*DIRECTIONS*:
Give back exactly the lines of the material below that start at the line containing "outline --target=farmland field" and end at the line containing "Mark the region of every instance of the farmland", and no others.
(SOURCE MATERIAL)
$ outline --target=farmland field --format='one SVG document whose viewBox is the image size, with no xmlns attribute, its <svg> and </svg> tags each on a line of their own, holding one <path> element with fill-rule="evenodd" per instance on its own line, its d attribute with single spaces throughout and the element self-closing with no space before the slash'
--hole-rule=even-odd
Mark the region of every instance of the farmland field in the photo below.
(End SOURCE MATERIAL)
(SOURCE MATERIAL)
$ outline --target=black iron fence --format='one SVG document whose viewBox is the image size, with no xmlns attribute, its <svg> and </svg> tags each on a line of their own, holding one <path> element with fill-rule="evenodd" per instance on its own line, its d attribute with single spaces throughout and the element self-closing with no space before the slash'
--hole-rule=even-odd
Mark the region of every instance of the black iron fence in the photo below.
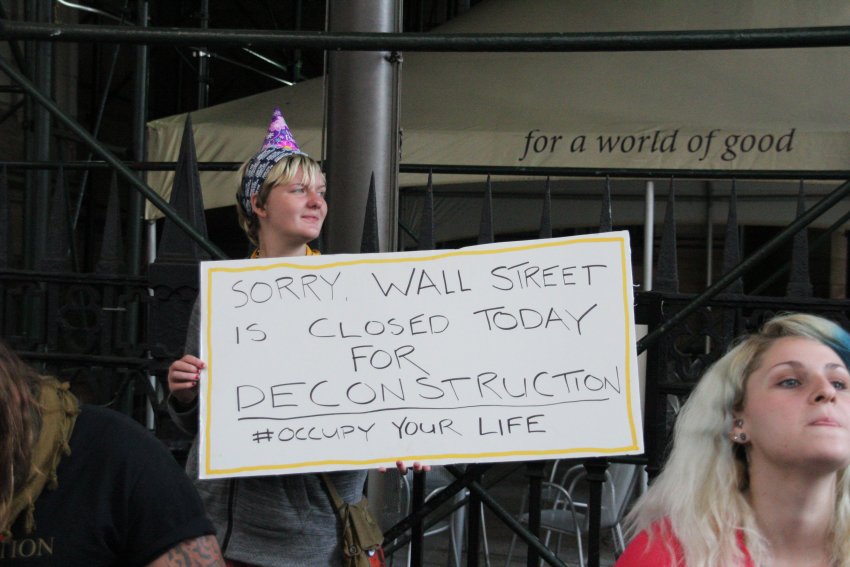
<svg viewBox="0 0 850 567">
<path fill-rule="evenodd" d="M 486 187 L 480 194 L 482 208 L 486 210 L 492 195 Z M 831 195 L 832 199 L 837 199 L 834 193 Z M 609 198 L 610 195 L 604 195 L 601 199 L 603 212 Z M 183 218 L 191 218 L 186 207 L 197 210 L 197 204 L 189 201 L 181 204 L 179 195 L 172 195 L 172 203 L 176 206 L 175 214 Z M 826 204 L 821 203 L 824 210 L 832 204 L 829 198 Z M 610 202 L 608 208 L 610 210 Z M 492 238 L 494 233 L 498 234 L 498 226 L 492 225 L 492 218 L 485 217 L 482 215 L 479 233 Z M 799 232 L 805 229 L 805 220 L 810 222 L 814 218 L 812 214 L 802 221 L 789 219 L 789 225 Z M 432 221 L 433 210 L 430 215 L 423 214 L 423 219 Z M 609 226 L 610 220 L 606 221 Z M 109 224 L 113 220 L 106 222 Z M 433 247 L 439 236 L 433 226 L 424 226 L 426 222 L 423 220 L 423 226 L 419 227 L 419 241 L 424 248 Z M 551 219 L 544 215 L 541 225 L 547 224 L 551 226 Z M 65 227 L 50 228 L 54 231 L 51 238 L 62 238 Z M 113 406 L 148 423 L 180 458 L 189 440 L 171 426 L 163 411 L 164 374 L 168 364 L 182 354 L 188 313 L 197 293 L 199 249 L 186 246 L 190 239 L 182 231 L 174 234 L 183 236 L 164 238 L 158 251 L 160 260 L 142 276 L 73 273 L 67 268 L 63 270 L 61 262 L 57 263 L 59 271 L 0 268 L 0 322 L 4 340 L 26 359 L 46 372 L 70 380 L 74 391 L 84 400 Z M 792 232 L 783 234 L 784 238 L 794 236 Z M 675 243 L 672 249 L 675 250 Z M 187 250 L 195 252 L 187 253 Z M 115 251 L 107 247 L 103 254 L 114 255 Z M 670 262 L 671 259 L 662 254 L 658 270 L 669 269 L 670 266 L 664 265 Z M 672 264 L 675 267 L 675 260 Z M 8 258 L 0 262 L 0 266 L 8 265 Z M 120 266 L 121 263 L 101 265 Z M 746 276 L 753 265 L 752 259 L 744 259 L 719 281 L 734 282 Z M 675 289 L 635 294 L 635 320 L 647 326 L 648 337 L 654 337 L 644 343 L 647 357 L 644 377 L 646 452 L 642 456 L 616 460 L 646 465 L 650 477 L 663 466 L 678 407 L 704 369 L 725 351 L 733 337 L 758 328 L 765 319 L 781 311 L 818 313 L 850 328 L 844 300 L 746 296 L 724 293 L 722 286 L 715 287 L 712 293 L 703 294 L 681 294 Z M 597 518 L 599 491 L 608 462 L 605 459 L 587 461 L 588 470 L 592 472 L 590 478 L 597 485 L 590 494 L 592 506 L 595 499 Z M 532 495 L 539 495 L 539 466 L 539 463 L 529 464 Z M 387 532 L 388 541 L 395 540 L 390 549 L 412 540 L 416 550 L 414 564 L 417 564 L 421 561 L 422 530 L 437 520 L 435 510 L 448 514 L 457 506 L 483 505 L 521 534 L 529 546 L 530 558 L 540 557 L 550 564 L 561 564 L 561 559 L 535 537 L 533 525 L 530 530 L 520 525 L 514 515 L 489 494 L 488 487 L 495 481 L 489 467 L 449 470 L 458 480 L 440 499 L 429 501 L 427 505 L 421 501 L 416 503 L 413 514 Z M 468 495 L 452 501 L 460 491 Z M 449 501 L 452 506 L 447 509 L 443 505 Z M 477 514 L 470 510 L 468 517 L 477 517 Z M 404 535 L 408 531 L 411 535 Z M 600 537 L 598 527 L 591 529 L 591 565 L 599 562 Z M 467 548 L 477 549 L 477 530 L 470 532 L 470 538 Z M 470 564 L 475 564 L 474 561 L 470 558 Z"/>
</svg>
(End SOURCE MATERIAL)
*PROBLEM SOLUTION*:
$ outline --target=farmland field --format='one SVG document whose viewBox is the image size, with no xmlns attribute, its <svg> and </svg> tags each on a line of their own, holding one <path> element with fill-rule="evenodd" per instance on its own line, its d attribute with single spaces throughout and the element self-closing with no space before the slash'
--hole-rule=even-odd
Mark the region of every instance of the farmland field in the photo below.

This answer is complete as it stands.